### [Source extract]
Referring to FIG. 5A, the first direction X and the third direction Y are horizontal directions that are parallel to a top surface of the semiconductor substrate 10 of FIG. 1, and the second direction Z is a vertical direction that is substantially perpendicular to the top surface of the semiconductor substrate 10 of FIG. 1. The semiconductor memory device may include a plurality of back gates BG, which extend in the first direction X between a plurality of channel layers CH, a plurality of gate insulating layers 100a, which surround the plurality of channel layers CH, and a plurality of back gate insulating layers 100b, which cover side surfaces of the plurality of back gates BG and extend in the first direction X. The plurality of gate insulating layers 100a may surround at least a portion or the whole of the plurality of channel layers CH in a plan view, and a thickness of the back gate insulating layer 100b may vary according to the amount of current and the amount of voltage, but the present inventive concept is not limited thereto.

Entries from a point annotation set:
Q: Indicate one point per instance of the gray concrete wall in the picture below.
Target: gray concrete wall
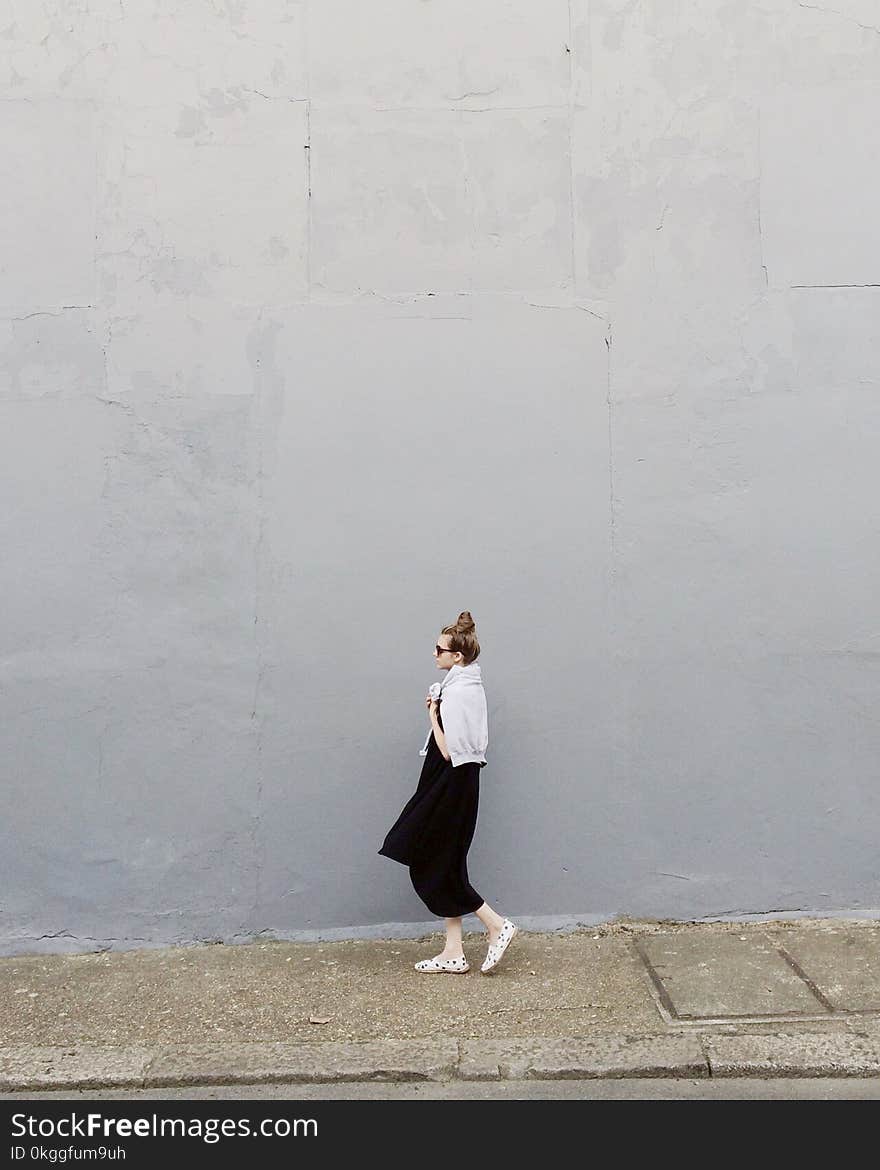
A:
(321, 322)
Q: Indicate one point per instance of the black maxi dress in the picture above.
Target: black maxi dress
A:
(433, 833)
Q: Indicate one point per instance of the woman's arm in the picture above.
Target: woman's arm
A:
(439, 731)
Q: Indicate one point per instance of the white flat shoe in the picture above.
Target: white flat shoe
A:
(493, 956)
(449, 965)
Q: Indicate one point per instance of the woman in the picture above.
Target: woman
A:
(433, 833)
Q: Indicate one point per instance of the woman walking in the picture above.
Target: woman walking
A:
(433, 833)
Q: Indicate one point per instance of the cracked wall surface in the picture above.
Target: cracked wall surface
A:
(321, 322)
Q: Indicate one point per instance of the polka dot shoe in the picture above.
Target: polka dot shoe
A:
(493, 956)
(451, 965)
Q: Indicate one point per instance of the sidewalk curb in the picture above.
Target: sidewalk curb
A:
(39, 1068)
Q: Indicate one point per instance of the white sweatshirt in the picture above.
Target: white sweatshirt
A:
(463, 713)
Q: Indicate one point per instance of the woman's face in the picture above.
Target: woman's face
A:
(447, 659)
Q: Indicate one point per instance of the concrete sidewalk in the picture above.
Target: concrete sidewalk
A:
(781, 998)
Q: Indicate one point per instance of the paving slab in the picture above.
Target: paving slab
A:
(802, 1054)
(843, 963)
(717, 976)
(610, 1055)
(363, 989)
(253, 1064)
(49, 1067)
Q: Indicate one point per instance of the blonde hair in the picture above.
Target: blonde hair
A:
(462, 637)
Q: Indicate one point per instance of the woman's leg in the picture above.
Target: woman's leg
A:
(453, 940)
(490, 920)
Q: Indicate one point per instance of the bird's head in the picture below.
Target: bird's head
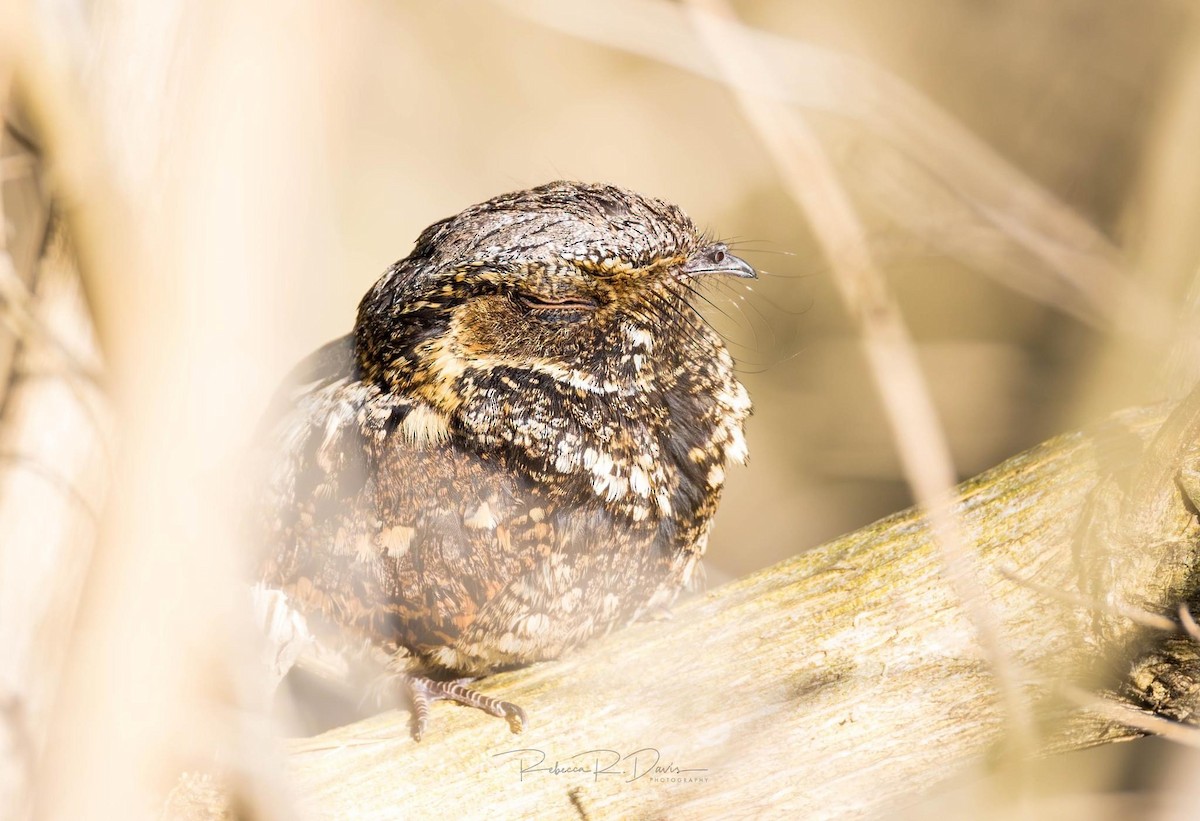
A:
(569, 280)
(561, 311)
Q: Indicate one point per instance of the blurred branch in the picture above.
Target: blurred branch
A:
(813, 183)
(841, 682)
(952, 190)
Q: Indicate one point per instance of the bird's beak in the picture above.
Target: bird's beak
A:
(717, 259)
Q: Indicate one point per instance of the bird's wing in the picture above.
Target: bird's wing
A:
(376, 519)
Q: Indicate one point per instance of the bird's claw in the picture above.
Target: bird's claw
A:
(424, 691)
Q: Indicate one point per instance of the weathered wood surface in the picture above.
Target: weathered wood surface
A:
(845, 681)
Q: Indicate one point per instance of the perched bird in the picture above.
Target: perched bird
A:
(520, 447)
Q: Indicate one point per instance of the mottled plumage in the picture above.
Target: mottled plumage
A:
(520, 447)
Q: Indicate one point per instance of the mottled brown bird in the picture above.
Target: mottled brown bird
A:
(520, 447)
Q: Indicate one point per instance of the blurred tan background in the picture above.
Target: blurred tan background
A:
(441, 106)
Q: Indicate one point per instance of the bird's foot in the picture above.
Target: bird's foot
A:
(424, 691)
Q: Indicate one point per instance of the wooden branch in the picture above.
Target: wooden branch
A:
(841, 682)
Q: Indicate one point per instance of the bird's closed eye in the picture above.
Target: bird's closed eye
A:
(555, 307)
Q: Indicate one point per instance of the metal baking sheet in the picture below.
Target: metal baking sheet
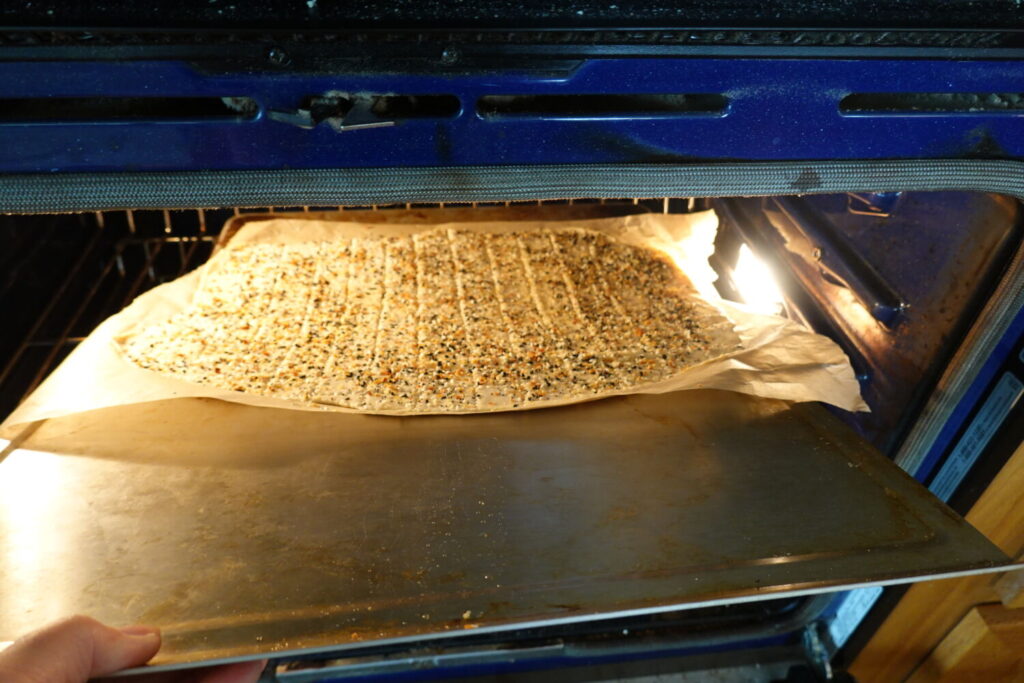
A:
(244, 530)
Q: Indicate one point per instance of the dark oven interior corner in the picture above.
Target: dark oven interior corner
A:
(861, 183)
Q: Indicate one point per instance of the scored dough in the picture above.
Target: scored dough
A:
(448, 319)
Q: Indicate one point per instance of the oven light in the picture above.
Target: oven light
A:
(756, 284)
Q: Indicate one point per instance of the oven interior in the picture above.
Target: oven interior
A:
(896, 279)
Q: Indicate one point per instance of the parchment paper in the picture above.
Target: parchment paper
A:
(777, 358)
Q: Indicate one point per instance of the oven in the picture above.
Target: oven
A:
(865, 182)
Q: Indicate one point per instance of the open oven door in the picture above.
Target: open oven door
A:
(247, 531)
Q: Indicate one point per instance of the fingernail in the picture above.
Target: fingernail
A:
(139, 631)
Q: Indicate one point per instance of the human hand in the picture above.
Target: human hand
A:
(78, 648)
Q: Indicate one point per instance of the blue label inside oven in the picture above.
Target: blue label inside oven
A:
(995, 409)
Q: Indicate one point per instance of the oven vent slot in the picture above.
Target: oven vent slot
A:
(600, 105)
(901, 103)
(114, 110)
(416, 107)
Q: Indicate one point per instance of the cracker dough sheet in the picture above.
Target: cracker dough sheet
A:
(400, 318)
(445, 321)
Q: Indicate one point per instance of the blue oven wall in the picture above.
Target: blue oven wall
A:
(777, 110)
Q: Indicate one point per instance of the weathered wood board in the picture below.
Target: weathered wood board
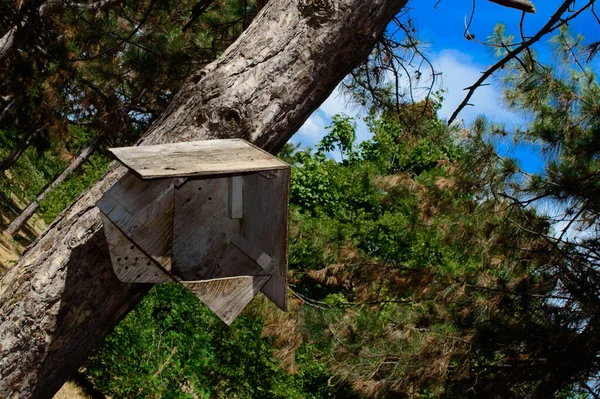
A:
(197, 158)
(130, 263)
(201, 227)
(212, 216)
(143, 211)
(266, 218)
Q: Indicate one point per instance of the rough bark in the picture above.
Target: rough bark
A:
(30, 209)
(523, 5)
(42, 10)
(19, 149)
(62, 298)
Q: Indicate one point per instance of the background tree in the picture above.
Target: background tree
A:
(71, 296)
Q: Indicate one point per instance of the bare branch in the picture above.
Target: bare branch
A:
(555, 22)
(523, 5)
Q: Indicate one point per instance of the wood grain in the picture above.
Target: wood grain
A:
(130, 263)
(227, 297)
(143, 211)
(201, 228)
(266, 217)
(235, 205)
(196, 158)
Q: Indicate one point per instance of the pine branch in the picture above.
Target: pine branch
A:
(523, 5)
(555, 22)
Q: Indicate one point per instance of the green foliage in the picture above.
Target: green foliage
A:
(172, 346)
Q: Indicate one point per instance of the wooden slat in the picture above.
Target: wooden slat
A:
(143, 211)
(227, 297)
(201, 228)
(265, 225)
(235, 205)
(130, 263)
(196, 158)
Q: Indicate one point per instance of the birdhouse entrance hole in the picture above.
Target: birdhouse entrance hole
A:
(211, 215)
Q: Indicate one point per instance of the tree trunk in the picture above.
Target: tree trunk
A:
(28, 212)
(19, 149)
(62, 298)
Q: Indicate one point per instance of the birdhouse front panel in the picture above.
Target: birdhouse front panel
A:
(211, 215)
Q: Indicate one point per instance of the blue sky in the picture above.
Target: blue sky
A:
(461, 62)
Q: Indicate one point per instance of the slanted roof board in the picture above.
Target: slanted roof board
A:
(196, 158)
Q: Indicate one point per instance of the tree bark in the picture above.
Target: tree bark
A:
(62, 298)
(30, 209)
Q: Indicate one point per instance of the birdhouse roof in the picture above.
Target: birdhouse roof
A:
(196, 158)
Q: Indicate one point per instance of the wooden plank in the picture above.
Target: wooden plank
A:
(201, 228)
(143, 211)
(265, 225)
(196, 158)
(130, 263)
(227, 297)
(235, 206)
(254, 253)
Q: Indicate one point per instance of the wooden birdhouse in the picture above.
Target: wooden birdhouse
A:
(211, 215)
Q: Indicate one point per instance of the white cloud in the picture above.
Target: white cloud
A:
(311, 132)
(460, 71)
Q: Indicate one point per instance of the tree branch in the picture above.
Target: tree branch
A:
(555, 22)
(523, 5)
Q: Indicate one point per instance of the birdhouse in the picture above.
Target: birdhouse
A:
(210, 215)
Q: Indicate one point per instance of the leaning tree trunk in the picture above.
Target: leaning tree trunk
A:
(62, 298)
(19, 148)
(30, 209)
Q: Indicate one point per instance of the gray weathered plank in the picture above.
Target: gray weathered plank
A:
(197, 158)
(227, 297)
(143, 211)
(265, 225)
(235, 206)
(201, 228)
(130, 263)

### [Job 1]
Rewrite the rows as a JSON list of strings with one string per line, starting with the line containing "Q: Indicate one point per instance of the white cloud" and going on through the last line of the rows, and leave out any blank lines.
### [Job 2]
Extend the passage on the semiconductor memory device, picking up right after its last sentence.
The passage on the semiconductor memory device and the rows are unrelated to each other.

### [Task response 1]
[
  "Q: Indicate one point per instance of the white cloud in the picture above.",
  "Target: white cloud",
  "A:",
  "(311, 132)",
  "(460, 71)",
  "Q: Indicate one point per instance of the tree branch in the picture above.",
  "Target: tree branch",
  "A:",
  "(555, 22)",
  "(523, 5)",
  "Q: Indicate one point per instance of the birdhouse in the picture above.",
  "Target: birdhouse",
  "A:",
  "(210, 215)",
  "Q: Indicate one point per instance of the leaning tree trunk in the picture above.",
  "Target: leaning tree trunk",
  "A:",
  "(62, 298)",
  "(19, 148)",
  "(30, 209)",
  "Q: Indicate one point per instance of the gray weathered plank in the picture above.",
  "Target: gray weathered plank",
  "A:",
  "(197, 158)",
  "(227, 297)",
  "(143, 211)",
  "(265, 225)",
  "(235, 206)",
  "(201, 228)",
  "(130, 263)"
]

### [Task response 2]
A distance between each of at least two of the plurality of back gates BG and the bit lines BL in the second direction Z may be the first distance d1 or the second distance d2. The back gate BG of which a distance in the second direction Z is the first distance d1 and the back gate BG of which a distance in the second direction Z is the second distance d2 may be alternately arranged with each other to form a zigzag pattern. A distance between each of at least two of the plurality of word lines WL and the bit lines BL in the second direction Z may be the first distance d1 or the second distance d2. The word line WL of which a distance in the second direction Z is the first distance d1 and the back gate BG of which a distance in the second direction Z is the second distance d2, and the word line WL of which a distance in the second direction Z is the second distance d2 and the back gate BG of which a distance in the second direction Z is the first distance d1 may each extend as a pair, and the first distance d1 may be shorter or longer than the second distance d2, but the present inventive concept is not limited thereto.

The back gate insulating layer 100b may be formed of at least one of, for example, silicon oxide, silicon nitride, silicon oxynitride, oxide/nitride/oxide (ONO), and/or a high-k dielectric material having a dielectric constant that is higher than that of silicon oxide. For example, the back gate insulating layer 100b may have a dielectric constant of about 10 to about 25. A back gate line material layer may be formed of a semiconductor material, a metal material, a conductive metal nitride, or a combination thereof. In embodiments of the present inventive concept, the back gate line material layer may be formed of doped polysilicon, Al, Cu, Ti, Ta, Ru, W, Mo, Pt, Ni, Co, TiN, TaN, WN, NbN, TiAl, TiAlN, TiSi, TiSiN, TaSi, TaSiN, RuTiN, NiSi, CoSi, IrOx, RuOx, or a combination thereof.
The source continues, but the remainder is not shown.